▶ _THE TASK_
Restate each record below word for word, skipping images.

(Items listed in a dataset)
━━━━━━━━━━

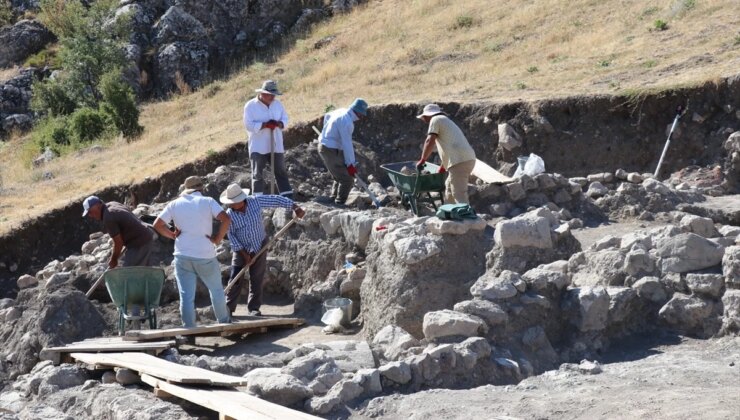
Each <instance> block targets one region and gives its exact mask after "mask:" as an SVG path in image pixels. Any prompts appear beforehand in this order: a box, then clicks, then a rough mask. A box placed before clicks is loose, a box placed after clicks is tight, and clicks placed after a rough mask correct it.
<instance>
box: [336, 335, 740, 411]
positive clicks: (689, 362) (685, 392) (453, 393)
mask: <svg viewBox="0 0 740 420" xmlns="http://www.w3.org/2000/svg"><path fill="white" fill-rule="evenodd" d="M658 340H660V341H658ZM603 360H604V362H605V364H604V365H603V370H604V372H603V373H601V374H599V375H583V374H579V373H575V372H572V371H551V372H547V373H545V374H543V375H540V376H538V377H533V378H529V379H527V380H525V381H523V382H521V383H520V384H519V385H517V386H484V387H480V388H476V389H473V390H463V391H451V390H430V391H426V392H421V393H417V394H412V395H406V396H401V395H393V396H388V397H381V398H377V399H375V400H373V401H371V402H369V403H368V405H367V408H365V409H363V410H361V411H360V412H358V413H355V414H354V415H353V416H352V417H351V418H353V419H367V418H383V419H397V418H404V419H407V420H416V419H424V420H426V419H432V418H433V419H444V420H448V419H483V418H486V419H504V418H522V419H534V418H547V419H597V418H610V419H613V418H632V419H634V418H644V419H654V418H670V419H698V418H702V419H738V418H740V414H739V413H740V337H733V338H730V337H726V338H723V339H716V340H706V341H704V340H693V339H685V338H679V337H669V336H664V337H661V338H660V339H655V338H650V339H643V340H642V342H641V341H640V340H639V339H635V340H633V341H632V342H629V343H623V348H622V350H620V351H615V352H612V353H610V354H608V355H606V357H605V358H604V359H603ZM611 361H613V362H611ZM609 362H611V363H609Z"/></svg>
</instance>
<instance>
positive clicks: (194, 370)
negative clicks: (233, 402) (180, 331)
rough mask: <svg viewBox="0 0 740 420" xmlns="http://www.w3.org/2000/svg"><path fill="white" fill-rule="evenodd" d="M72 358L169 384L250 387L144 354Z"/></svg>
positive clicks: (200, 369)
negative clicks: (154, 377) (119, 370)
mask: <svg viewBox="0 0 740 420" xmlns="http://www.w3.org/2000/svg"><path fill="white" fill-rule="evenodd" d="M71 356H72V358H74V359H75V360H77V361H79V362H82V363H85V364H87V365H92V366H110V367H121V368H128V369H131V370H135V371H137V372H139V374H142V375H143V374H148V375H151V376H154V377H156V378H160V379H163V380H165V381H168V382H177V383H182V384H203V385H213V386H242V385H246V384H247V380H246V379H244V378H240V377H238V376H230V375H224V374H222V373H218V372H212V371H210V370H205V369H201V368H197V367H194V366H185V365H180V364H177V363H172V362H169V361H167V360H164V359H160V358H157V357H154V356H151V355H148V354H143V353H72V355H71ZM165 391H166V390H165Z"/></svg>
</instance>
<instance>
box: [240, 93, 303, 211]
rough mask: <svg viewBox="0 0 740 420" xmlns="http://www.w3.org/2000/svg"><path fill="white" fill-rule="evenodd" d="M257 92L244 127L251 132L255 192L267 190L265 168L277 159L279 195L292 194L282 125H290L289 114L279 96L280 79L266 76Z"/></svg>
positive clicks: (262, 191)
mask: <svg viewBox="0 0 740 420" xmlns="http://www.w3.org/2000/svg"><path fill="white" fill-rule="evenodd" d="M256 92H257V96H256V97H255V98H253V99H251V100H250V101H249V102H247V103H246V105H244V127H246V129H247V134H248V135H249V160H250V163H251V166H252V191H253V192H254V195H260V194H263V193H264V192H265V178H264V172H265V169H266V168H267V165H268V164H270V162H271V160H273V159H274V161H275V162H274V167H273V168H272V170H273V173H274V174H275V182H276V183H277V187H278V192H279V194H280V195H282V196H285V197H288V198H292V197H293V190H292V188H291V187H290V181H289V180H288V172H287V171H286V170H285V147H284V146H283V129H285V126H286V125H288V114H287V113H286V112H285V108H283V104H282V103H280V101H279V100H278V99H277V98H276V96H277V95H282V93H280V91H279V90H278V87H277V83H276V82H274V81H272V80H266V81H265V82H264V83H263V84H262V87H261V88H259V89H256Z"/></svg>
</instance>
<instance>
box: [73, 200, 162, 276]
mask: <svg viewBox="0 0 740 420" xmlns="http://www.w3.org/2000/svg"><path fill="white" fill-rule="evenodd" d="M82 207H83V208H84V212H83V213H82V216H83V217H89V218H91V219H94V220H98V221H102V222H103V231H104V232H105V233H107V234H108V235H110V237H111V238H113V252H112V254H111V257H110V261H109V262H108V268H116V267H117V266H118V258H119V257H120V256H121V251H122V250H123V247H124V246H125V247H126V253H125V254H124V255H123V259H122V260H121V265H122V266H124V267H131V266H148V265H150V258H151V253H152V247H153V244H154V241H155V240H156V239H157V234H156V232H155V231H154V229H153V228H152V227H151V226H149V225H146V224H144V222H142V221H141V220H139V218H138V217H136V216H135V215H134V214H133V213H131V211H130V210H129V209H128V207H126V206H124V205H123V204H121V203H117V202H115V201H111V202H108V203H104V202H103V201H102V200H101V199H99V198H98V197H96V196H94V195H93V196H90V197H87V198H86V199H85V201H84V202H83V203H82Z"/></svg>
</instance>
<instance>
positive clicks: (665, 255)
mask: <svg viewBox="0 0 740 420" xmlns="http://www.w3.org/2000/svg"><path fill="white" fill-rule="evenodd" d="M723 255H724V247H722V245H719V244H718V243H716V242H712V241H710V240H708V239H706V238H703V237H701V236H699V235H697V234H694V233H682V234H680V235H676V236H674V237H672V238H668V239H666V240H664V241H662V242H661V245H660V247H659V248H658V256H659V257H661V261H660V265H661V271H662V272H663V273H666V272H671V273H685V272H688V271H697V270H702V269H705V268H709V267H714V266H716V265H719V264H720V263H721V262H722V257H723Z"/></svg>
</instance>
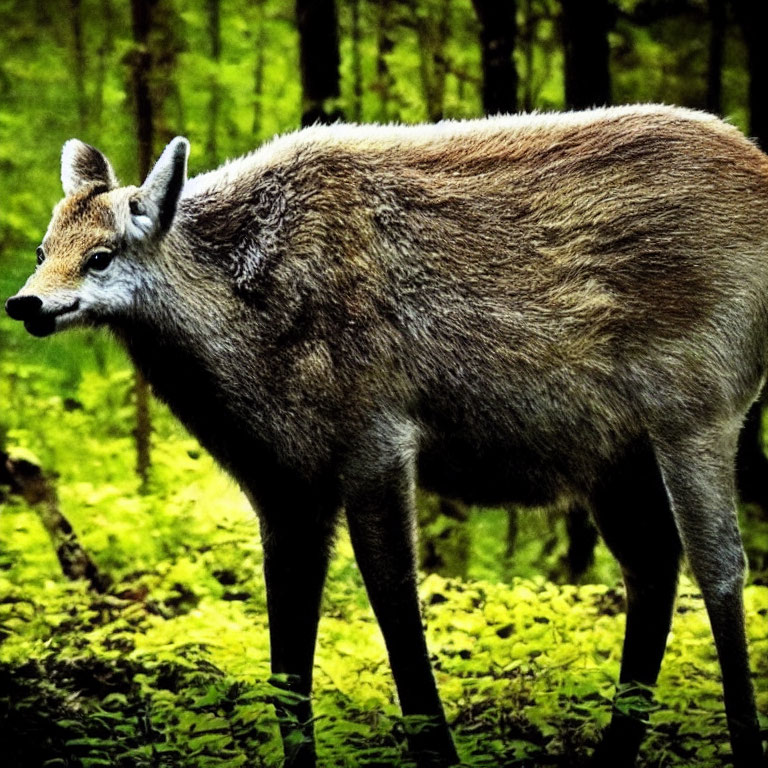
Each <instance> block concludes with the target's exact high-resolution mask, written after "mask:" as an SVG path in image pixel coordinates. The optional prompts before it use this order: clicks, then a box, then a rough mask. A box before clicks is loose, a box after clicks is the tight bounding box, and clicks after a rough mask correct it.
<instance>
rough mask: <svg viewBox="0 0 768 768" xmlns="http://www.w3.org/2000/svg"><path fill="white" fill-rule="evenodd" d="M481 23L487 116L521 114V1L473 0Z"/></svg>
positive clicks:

━━━━━━━━━━

▶ _ANSWER SPACE_
Each <instance> block targets one region and gives its exact mask after "mask:" as an SVG path in image pixels. Any prompts appear beforehand in this order: a box, then clicks, then a rough mask. A box placed before clicks is loose, a box placed after clicks is tight, and clicks placed after a rough mask correct it.
<instance>
box: [336, 335, 740, 411]
positive clicks: (689, 362) (685, 392) (453, 393)
mask: <svg viewBox="0 0 740 420" xmlns="http://www.w3.org/2000/svg"><path fill="white" fill-rule="evenodd" d="M658 340H660V341H658ZM603 360H604V362H605V364H604V365H603V370H604V372H603V373H601V374H599V375H583V374H579V373H575V372H572V371H551V372H547V373H545V374H543V375H540V376H538V377H533V378H529V379H527V380H525V381H523V382H521V383H520V384H519V385H517V386H484V387H480V388H476V389H473V390H463V391H451V390H430V391H426V392H421V393H417V394H412V395H406V396H401V395H393V396H388V397H381V398H377V399H375V400H373V401H371V402H369V403H368V405H367V408H365V409H363V410H361V411H360V412H358V413H355V414H354V415H353V416H352V417H351V418H353V419H367V418H383V419H397V418H404V419H407V420H416V419H424V420H426V419H432V418H433V419H444V420H448V419H483V418H486V419H504V418H522V419H534V418H547V419H597V418H610V419H613V418H632V419H634V418H644V419H654V418H670V419H698V418H702V419H738V418H740V414H739V413H740V337H733V338H730V337H726V338H723V339H716V340H706V341H704V340H693V339H685V338H679V337H669V336H664V337H661V338H660V339H655V338H650V339H643V340H642V342H641V341H640V340H639V339H635V340H633V341H632V342H629V343H623V348H622V350H620V351H615V352H612V353H610V354H608V355H606V357H605V358H604V359H603ZM611 361H613V362H611ZM609 362H611V363H609Z"/></svg>
</instance>
<instance>
positive clicks: (194, 370)
negative clicks: (233, 402) (180, 331)
rough mask: <svg viewBox="0 0 740 420" xmlns="http://www.w3.org/2000/svg"><path fill="white" fill-rule="evenodd" d="M72 358L169 384L250 387L144 354Z"/></svg>
positive clicks: (200, 369)
negative clicks: (154, 377) (119, 370)
mask: <svg viewBox="0 0 740 420" xmlns="http://www.w3.org/2000/svg"><path fill="white" fill-rule="evenodd" d="M71 356H72V358H74V359H75V360H77V361H79V362H82V363H85V364H87V365H92V366H110V367H121V368H128V369H131V370H135V371H137V372H139V374H142V375H143V374H148V375H151V376H154V377H156V378H160V379H163V380H165V381H168V382H177V383H182V384H203V385H213V386H242V385H246V384H247V380H246V379H244V378H240V377H238V376H230V375H224V374H222V373H218V372H212V371H210V370H205V369H201V368H197V367H194V366H185V365H180V364H177V363H172V362H169V361H167V360H164V359H160V358H157V357H154V356H151V355H148V354H143V353H72V355H71ZM165 391H166V390H165Z"/></svg>
</instance>
<instance>
box: [240, 93, 303, 211]
rough mask: <svg viewBox="0 0 740 420" xmlns="http://www.w3.org/2000/svg"><path fill="white" fill-rule="evenodd" d="M257 92L244 127L251 132L255 192L267 190L265 168L277 159L279 195L292 194L282 125H290L289 114L279 96L280 79L266 76Z"/></svg>
positive clicks: (262, 191)
mask: <svg viewBox="0 0 740 420" xmlns="http://www.w3.org/2000/svg"><path fill="white" fill-rule="evenodd" d="M256 92H257V96H256V97H255V98H253V99H251V100H250V101H249V102H247V103H246V105H244V127H246V129H247V134H248V135H249V160H250V163H251V166H252V191H253V192H254V195H260V194H263V193H264V192H265V178H264V172H265V169H266V168H267V165H268V164H270V162H271V160H273V159H274V161H275V162H274V167H273V168H272V170H273V173H274V174H275V182H276V183H277V187H278V192H279V194H280V195H282V196H285V197H288V198H292V197H293V190H292V188H291V187H290V181H289V180H288V172H287V171H286V170H285V147H284V146H283V129H285V126H286V125H288V114H287V113H286V112H285V108H283V104H282V103H280V101H279V100H278V99H277V98H276V96H277V95H282V93H280V91H279V90H278V87H277V83H276V82H274V81H272V80H266V81H265V82H264V83H263V84H262V87H261V88H259V89H256Z"/></svg>
</instance>
<instance>
box: [73, 200, 162, 276]
mask: <svg viewBox="0 0 740 420" xmlns="http://www.w3.org/2000/svg"><path fill="white" fill-rule="evenodd" d="M82 207H83V208H84V212H83V213H82V216H83V217H89V218H91V219H94V220H98V221H102V222H103V231H104V232H105V233H107V234H108V235H110V237H111V238H113V252H112V254H111V257H110V261H109V262H108V268H116V267H117V266H118V258H119V257H120V256H121V251H122V250H123V247H124V246H125V247H126V253H125V254H124V255H123V259H122V260H121V265H122V266H124V267H131V266H148V265H150V258H151V253H152V247H153V244H154V241H155V240H156V239H157V234H156V232H155V231H154V229H153V228H152V227H151V226H149V225H146V224H144V222H142V221H141V220H139V218H138V217H136V216H135V215H134V214H133V213H131V211H130V210H129V209H128V207H126V206H124V205H123V204H121V203H117V202H115V201H111V202H108V203H104V202H103V201H102V200H101V199H99V198H98V197H96V196H94V195H93V196H90V197H87V198H86V199H85V201H84V202H83V203H82Z"/></svg>
</instance>
<instance>
positive clicks: (665, 255)
mask: <svg viewBox="0 0 740 420" xmlns="http://www.w3.org/2000/svg"><path fill="white" fill-rule="evenodd" d="M723 255H724V247H722V245H719V244H718V243H716V242H712V241H710V240H708V239H706V238H703V237H701V236H699V235H697V234H694V233H682V234H680V235H676V236H674V237H672V238H668V239H666V240H664V241H662V242H661V245H660V247H659V248H658V256H659V257H661V261H660V265H661V271H662V272H663V273H666V272H671V273H685V272H688V271H697V270H702V269H705V268H709V267H714V266H716V265H719V264H720V263H721V262H722V257H723Z"/></svg>
</instance>
Each <instance> block concludes with the target's exact high-resolution mask, written after "mask:" as an SVG path in image pixel coordinates. The optional prompts before it use this order: clicks, then a box, then a rough mask. A box before clicks is loose, a box after clicks is the tight bounding box, and clicks after a rough mask correct it.
<instance>
rough mask: <svg viewBox="0 0 768 768" xmlns="http://www.w3.org/2000/svg"><path fill="white" fill-rule="evenodd" d="M481 23L487 116L521 114V1L473 0Z"/></svg>
positive clicks:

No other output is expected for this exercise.